--- EXERCISE DETAILS ---
In the records below, locate the line containing "Then put one point on each instance of the lamp", then output that line and all later lines exactly, through the last one.
Start of Block
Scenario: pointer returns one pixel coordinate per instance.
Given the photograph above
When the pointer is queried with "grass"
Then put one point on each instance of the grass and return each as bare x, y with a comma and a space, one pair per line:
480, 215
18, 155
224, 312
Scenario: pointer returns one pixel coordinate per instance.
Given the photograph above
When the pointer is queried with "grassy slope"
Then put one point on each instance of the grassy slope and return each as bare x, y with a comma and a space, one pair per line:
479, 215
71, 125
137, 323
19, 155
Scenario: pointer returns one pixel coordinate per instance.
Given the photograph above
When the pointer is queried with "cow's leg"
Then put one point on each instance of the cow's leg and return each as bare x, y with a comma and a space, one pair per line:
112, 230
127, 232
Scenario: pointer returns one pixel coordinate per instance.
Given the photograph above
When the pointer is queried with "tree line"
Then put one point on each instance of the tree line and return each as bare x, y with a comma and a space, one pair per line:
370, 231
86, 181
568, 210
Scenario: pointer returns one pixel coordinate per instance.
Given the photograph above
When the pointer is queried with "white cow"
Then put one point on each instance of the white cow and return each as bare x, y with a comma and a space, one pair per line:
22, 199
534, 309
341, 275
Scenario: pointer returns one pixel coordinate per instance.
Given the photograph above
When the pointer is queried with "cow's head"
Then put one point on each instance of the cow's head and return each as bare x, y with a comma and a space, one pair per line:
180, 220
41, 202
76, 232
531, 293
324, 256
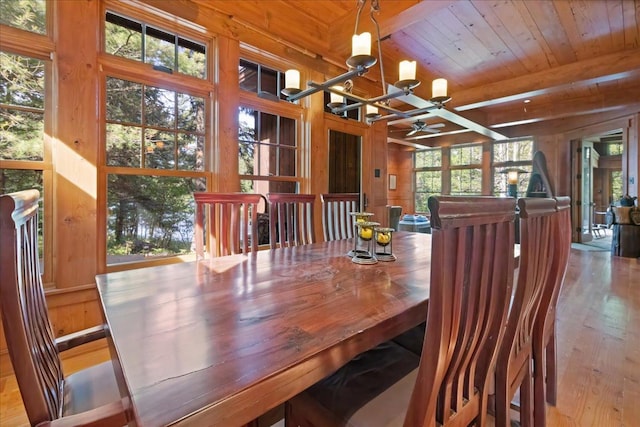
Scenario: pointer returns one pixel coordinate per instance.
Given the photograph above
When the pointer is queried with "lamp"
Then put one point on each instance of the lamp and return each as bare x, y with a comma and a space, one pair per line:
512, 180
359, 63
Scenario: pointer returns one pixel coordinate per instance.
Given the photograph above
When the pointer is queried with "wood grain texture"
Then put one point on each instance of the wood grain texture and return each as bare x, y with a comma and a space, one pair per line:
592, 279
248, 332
End of Block
--- TASK RESPONSE ---
Then put one point on each instance of the lamp and return each as bare x, y with a comma and a space, one pair per line:
512, 180
359, 63
Scenario: pointer returns one pixel coordinate per instance.
Given the photograph above
When the pointer is queried with "wood grain texture"
Then put one point on each instance of the wood grain texture and return each as bare x, y with a comma and a space, one pair per line:
592, 279
248, 332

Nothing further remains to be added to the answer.